Saved entries:
————————

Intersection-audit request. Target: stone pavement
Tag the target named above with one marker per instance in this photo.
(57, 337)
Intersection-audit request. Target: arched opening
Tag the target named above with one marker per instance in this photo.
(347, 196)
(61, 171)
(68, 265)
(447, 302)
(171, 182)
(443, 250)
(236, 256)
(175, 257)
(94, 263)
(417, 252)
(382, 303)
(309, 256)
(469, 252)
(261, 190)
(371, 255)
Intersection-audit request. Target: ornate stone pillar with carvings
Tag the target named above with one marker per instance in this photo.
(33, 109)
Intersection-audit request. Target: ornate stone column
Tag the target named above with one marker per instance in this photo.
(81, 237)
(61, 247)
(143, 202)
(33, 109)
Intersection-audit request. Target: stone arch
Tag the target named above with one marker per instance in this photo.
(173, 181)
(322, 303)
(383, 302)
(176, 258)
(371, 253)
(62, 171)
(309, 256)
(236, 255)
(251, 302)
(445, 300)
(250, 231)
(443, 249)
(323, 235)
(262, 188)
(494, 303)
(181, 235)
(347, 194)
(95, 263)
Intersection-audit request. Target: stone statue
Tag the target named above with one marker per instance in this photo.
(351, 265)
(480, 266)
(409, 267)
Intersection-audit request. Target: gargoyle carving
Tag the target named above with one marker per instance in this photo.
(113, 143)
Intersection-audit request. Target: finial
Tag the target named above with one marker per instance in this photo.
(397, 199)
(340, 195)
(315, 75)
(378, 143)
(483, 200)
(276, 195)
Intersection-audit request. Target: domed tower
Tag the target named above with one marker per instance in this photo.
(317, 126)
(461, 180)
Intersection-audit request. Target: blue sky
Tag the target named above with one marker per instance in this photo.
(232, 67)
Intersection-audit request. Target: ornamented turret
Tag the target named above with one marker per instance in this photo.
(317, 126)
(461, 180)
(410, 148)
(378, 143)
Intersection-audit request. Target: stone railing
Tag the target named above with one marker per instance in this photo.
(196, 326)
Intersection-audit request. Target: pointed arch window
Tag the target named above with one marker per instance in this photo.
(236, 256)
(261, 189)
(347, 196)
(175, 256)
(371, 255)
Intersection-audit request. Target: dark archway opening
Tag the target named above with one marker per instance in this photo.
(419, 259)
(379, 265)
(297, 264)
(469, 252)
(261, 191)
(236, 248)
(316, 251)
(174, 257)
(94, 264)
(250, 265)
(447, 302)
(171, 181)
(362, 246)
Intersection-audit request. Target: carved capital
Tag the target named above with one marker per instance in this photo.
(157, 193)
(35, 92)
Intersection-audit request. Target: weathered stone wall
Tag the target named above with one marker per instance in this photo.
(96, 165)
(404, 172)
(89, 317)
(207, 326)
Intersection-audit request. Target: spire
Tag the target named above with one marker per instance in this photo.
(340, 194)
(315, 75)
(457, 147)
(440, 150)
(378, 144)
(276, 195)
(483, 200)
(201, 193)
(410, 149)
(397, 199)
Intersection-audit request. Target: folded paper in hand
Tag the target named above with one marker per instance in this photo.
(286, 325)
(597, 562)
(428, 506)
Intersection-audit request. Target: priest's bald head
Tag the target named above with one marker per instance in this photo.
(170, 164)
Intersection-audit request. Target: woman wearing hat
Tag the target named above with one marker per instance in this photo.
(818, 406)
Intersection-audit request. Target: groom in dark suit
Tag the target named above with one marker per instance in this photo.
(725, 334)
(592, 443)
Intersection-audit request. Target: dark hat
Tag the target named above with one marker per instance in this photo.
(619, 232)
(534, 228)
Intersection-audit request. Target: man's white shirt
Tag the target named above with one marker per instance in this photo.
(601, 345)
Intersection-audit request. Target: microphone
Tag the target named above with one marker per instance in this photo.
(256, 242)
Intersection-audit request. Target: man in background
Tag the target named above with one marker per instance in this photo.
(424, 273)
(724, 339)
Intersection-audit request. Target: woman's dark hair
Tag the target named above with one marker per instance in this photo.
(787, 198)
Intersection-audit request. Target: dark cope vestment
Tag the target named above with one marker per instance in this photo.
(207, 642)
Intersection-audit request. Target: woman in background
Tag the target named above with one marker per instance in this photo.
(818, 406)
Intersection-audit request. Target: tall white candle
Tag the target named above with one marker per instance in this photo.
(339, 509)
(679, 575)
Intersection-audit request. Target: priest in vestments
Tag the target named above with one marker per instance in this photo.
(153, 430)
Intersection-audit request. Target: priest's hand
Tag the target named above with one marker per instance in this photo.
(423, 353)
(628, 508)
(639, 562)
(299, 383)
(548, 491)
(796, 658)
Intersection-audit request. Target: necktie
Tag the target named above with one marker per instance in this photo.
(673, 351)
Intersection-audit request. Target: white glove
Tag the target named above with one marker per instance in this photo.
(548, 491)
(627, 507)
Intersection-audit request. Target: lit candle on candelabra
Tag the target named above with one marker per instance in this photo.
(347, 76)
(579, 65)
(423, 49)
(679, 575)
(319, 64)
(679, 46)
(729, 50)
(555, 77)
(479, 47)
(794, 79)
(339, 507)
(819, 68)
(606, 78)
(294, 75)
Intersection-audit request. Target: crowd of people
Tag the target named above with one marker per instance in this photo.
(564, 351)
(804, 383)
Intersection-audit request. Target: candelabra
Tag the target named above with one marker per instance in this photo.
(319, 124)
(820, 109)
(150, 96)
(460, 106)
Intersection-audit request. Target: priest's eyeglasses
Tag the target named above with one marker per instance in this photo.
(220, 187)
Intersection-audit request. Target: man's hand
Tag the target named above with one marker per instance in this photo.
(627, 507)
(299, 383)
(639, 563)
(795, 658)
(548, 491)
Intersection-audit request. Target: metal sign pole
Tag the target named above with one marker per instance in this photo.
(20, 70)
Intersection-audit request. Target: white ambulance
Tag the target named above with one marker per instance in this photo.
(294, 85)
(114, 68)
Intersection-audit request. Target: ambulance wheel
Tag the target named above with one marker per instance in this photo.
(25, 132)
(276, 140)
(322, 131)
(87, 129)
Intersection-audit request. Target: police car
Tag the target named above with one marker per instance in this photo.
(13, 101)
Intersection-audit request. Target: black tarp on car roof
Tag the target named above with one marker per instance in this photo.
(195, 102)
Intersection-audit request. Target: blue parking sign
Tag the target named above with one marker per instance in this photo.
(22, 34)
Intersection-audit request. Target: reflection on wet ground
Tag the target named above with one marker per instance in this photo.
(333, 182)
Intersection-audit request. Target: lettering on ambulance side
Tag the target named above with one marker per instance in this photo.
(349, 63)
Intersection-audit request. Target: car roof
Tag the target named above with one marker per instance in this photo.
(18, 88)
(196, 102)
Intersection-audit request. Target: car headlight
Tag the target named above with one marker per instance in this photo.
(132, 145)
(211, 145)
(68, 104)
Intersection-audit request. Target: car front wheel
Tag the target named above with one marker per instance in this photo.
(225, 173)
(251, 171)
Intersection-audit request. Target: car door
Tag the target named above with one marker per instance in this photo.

————————

## Exercise task
Your task is to reproduce the whole listing exactly.

## The answer
Intersection-audit request. Target: stone pavement
Tag the target named above with one marker per instance in this photo.
(57, 337)
Intersection-audit request. Target: arched opening
Tag the target named above with one marker per instance in this photo.
(347, 196)
(61, 171)
(68, 265)
(447, 302)
(171, 182)
(443, 250)
(236, 256)
(175, 257)
(94, 263)
(417, 252)
(382, 303)
(309, 256)
(469, 252)
(261, 190)
(371, 255)
Intersection-audit request. Target: ornate stone pillar with carvings
Tag the target named above with one marker per instance in this photo.
(33, 109)
Intersection-audit request. Target: ornate stone column
Tag the target named above with one marker per instance in this photo.
(81, 237)
(61, 247)
(143, 202)
(33, 109)
Intersection-audit request. Target: stone arch
Tag the target named above with one marker per instance in this photo.
(173, 181)
(322, 303)
(383, 302)
(176, 258)
(371, 253)
(62, 171)
(309, 256)
(236, 255)
(251, 302)
(445, 300)
(250, 231)
(443, 249)
(323, 235)
(262, 188)
(494, 303)
(181, 235)
(347, 194)
(95, 263)
Intersection-audit request. Target: stone statue
Tag the target named above with one marker per instance in this photo.
(351, 265)
(480, 266)
(409, 267)
Intersection-audit request. Target: gargoyle carving
Tag the target named above with one marker per instance in this photo.
(113, 143)
Intersection-audit request. Target: finial
Tag the target named above with one marker per instance in this photo.
(397, 199)
(340, 195)
(315, 75)
(378, 143)
(483, 200)
(276, 195)
Intersection-audit request. Target: domed tower
Tag the target named above with one marker per instance in this photo.
(317, 126)
(461, 180)
Intersection-audit request. Target: blue sky
Tag the target named above with one marker per instance in this photo.
(232, 67)
Intersection-audit request. Target: ornamented turret
Tag the target named above with one marker per instance in this photo.
(317, 126)
(461, 180)
(410, 148)
(378, 143)
Intersection-audit request. Target: stone railing
Tag the target named above with one marker per instance in this photo.
(196, 326)
Intersection-audit request. Target: pointed arch window
Tag the target named above with one marker per instance in this photo.
(236, 256)
(261, 189)
(347, 196)
(175, 256)
(371, 255)
Intersection-audit request. Target: dark archway opening
Tag the target named above with one marker per instance in this photo.
(419, 259)
(379, 265)
(297, 264)
(469, 252)
(261, 191)
(236, 248)
(316, 251)
(174, 257)
(94, 264)
(250, 265)
(447, 302)
(171, 181)
(362, 246)
Intersection-audit request. Target: carved capital
Tag the target named above with one marker per instance in this photo.
(157, 193)
(35, 92)
Intersection-audit request. Target: weathered stone wall
Tag the target named above with one marker per instance in this photo.
(96, 165)
(404, 172)
(89, 317)
(207, 326)
Intersection-audit request. Target: spire
Tag the target named above with one marker per instance in this photo.
(340, 194)
(315, 75)
(457, 147)
(440, 150)
(378, 144)
(276, 195)
(483, 200)
(201, 193)
(410, 149)
(397, 199)
Intersection-audit request. Target: folded paper in hand
Tag the target named above with one marker per instance in this photo.
(286, 325)
(597, 562)
(428, 506)
Intersection-audit request. Target: priest's bald head
Tag the target named above with one marker per instance in this photo.
(170, 164)
Intersection-audit request. Target: woman wearing hat
Tag the target named above with one marker per instance in this photo.
(818, 406)
Intersection-audit request. Target: groom in dark suit
Tag the target named above with one marker per instance in this photo.
(725, 334)
(592, 443)
Intersection-audit request. Target: dark hat
Tag the target named above with one marker per instance in this photo.
(619, 232)
(534, 228)
Intersection-audit request. Target: man's white shirt
Tag the target named above with one marker per instance in this photo.
(601, 345)
Intersection-audit request. Target: microphone
Tag the target named above with one marker per instance in this photo.
(256, 242)
Intersection-audit request. Target: man in background
Tag the target named above with one marker per instance in this photo.
(424, 273)
(724, 339)
Intersection-audit request. Target: woman's dark hair
Tag the target named above with one marker per instance in this photo.
(787, 198)
Intersection-audit request. Target: dark cope vestment
Tag the target named above with one marker per instance in this photo.
(207, 642)
Intersection-audit request. Target: woman in background
Tag the target named above with one marker per instance in this photo.
(818, 406)
Intersection-audit request. Target: tall white candle
Tag the target named above with one marker per instance in this photo.
(339, 509)
(679, 575)
Intersection-audit request. Target: priest in vestments
Tag the target named above with one marker per instance in this photo.
(153, 430)
Intersection-audit request. Target: priest's hand
Tag the target named above with one marker per instance in this photo.
(423, 353)
(628, 508)
(639, 562)
(299, 383)
(548, 491)
(796, 658)
Intersection-audit request. Target: necktie
Tag the target named above with one marker per instance in this photo.
(673, 351)
Intersection-audit request. Target: white glove
Tag the target named above with one marker per instance in this photo.
(548, 491)
(627, 507)
Intersection-audit request. Target: lit candle on candelabra
Tag the target named above with one marker per instance in this photo.
(347, 76)
(579, 65)
(423, 49)
(679, 575)
(319, 64)
(679, 46)
(729, 50)
(555, 77)
(479, 47)
(794, 79)
(339, 507)
(819, 68)
(606, 78)
(294, 75)
Intersection-audit request. Target: crowd of people
Tag the target named above with one marker per instance in this photo.
(564, 351)
(804, 383)
Intersection-audit request. Target: candelabra
Tag the target named above with one marker per instance in this photo.
(319, 124)
(820, 109)
(150, 96)
(460, 106)
Intersection-audit request. Target: priest's eyeglasses
Tag the target named above with one marker per instance in this photo.
(220, 187)
Intersection-audit request. Target: man's hand
Tag the target named above with one marker per instance in this photo.
(627, 507)
(299, 383)
(639, 563)
(795, 658)
(548, 491)
Intersection-audit request. Target: metal sign pole
Tag the target named above with one marker per instance in this photo.
(20, 70)
Intersection-audit request. Target: white ambulance
Tag the target named above with one marker per instance in this photo.
(294, 85)
(114, 68)
Intersection-audit request. Target: ambulance wheel
Tag the target named above with one marker per instance in this photo.
(25, 132)
(276, 140)
(322, 131)
(87, 129)
Intersection-audit request. Target: police car
Tag the target named above with one marker per instance in this photo.
(13, 101)
Intersection-audit request. Target: black tarp on car roof
Tag the target named above with one marker per instance in this photo.
(195, 102)
Intersection-audit request. Target: blue parking sign
Tag the target named above with one marker per instance in this photo.
(22, 34)
Intersection-audit request. Target: reflection on wet ground
Tag the target named above with one marker per instance in this photo.
(333, 182)
Intersection-audit request. Target: lettering on ambulance side
Tag the target named above with one marker per instance in this photo.
(349, 63)
Intersection-audit request. Target: car roof
Tag the target named above with one marker per instance in this photo.
(18, 88)
(196, 102)
Intersection-audit request. Target: car headlight
Tag the target named above with one marker per instance in this photo.
(132, 145)
(211, 145)
(68, 104)
Intersection-audit request. Target: car front wheel
Tag the target named above with one marker per instance in this photo.
(225, 173)
(251, 171)
Intersection-audit request. Target: car door
Tag the target named above with one marker per instance in this photo.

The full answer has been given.